_Task statement_: Transcribe the following records in full, exactly as shown.

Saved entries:
###

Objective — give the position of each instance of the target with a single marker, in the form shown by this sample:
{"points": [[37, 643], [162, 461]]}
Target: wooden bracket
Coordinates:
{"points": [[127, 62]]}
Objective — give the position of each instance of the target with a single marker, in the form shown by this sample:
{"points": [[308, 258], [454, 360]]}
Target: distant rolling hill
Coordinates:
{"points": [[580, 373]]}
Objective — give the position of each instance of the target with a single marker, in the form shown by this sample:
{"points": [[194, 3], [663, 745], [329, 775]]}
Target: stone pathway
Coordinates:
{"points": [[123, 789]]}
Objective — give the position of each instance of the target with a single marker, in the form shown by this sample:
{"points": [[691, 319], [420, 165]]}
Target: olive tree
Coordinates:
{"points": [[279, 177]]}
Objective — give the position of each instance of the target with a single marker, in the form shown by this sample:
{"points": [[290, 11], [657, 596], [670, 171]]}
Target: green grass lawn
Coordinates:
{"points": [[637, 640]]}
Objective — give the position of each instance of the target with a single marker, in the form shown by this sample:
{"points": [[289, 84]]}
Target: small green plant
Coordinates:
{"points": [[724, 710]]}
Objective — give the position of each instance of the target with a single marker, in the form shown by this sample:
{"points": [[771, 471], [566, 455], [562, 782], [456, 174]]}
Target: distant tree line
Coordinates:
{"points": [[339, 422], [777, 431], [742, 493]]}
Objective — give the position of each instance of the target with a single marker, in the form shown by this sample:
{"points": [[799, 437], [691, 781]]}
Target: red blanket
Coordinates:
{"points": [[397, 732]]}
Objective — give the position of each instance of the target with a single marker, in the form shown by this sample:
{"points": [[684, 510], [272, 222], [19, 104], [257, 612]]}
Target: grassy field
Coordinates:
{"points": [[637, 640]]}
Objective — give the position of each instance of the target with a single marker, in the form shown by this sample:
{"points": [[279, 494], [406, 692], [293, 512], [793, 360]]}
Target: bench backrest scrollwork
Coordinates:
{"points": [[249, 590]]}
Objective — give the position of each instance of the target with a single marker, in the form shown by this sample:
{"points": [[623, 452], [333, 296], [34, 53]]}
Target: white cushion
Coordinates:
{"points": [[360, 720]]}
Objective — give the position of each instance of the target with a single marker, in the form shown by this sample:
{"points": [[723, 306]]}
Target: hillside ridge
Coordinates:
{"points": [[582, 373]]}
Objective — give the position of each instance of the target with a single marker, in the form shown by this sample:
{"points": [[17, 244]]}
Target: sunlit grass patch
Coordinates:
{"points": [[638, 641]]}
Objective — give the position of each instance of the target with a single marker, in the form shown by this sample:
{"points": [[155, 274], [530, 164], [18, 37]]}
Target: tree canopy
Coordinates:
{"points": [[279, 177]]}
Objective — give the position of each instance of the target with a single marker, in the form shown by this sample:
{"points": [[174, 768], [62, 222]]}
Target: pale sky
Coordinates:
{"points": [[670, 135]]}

###

_Result of this exercise_:
Objective — give the position of each instance of the target with a single marker, in the form shown by this sample:
{"points": [[37, 643], [162, 461]]}
Target: wooden bracket
Coordinates:
{"points": [[127, 62]]}
Objective — give the position of each instance of the target with a single marker, in the form shown by this sample:
{"points": [[308, 258], [454, 360]]}
Target: distant rolling hill
Coordinates:
{"points": [[580, 373]]}
Objective — give the position of each instance of the target with a single marker, in the form shown by this sample:
{"points": [[194, 3], [663, 745], [329, 775]]}
Target: stone pathway
Coordinates:
{"points": [[123, 789]]}
Objective — give the position of each instance of the target with a single marker, in the form shown by this sample:
{"points": [[691, 319], [420, 165]]}
Target: olive tree
Coordinates:
{"points": [[279, 177]]}
Objective — give the position of each instance of the target with a single marker, in the form shown by this sample:
{"points": [[290, 11], [657, 596], [670, 171]]}
Target: green grass lawn
Coordinates:
{"points": [[637, 640]]}
Objective — give the position of each instance of the target with a single marker, in the form shown by this sample:
{"points": [[289, 84]]}
Target: small green plant
Coordinates:
{"points": [[724, 710]]}
Objective — give the position of each instance of the target with a single marker, in the form shown by this sample:
{"points": [[771, 471], [566, 455], [562, 782], [456, 174]]}
Target: distant tree line
Coordinates:
{"points": [[339, 422], [777, 431], [742, 493]]}
Objective — give the position of each instance of the target with a single marker, in the form shown by this sample:
{"points": [[799, 437], [691, 781]]}
Target: red blanket
Coordinates:
{"points": [[397, 732]]}
Objective — give the position of each instance of the target with a single marker, in the form shown by this sample:
{"points": [[684, 510], [272, 222], [19, 104], [257, 612]]}
Target: grassy field
Coordinates:
{"points": [[637, 640]]}
Objective — give the position of each instance of the target with a single marker, in the form shown by this sample:
{"points": [[279, 494], [406, 692], [293, 512], [793, 360]]}
Target: bench backrest scrollwork
Coordinates:
{"points": [[249, 590]]}
Objective — give the position of each instance of the target with a single marker, in the form shown by this sample:
{"points": [[623, 452], [333, 296], [34, 53]]}
Target: white cushion
Coordinates:
{"points": [[360, 720]]}
Objective — give the position of each instance of the target with a single marker, in the form shown by this sample:
{"points": [[723, 306]]}
Target: hillside ridge
Coordinates:
{"points": [[582, 373]]}
Objective — give the position of each instance of the target with a single marker, in the form shown by this sample:
{"points": [[17, 244]]}
Target: sunlit grass patch
Coordinates:
{"points": [[638, 641]]}
Objective — give the position of each instance of the target with a single marker, in the form shown by this sample:
{"points": [[155, 274], [530, 164], [18, 37]]}
Target: tree canopy
Coordinates:
{"points": [[279, 177]]}
Objective — give the position of each instance of the target with a single marker, in the form shown by this sample:
{"points": [[174, 768], [62, 222]]}
Target: pale sky
Coordinates:
{"points": [[670, 135]]}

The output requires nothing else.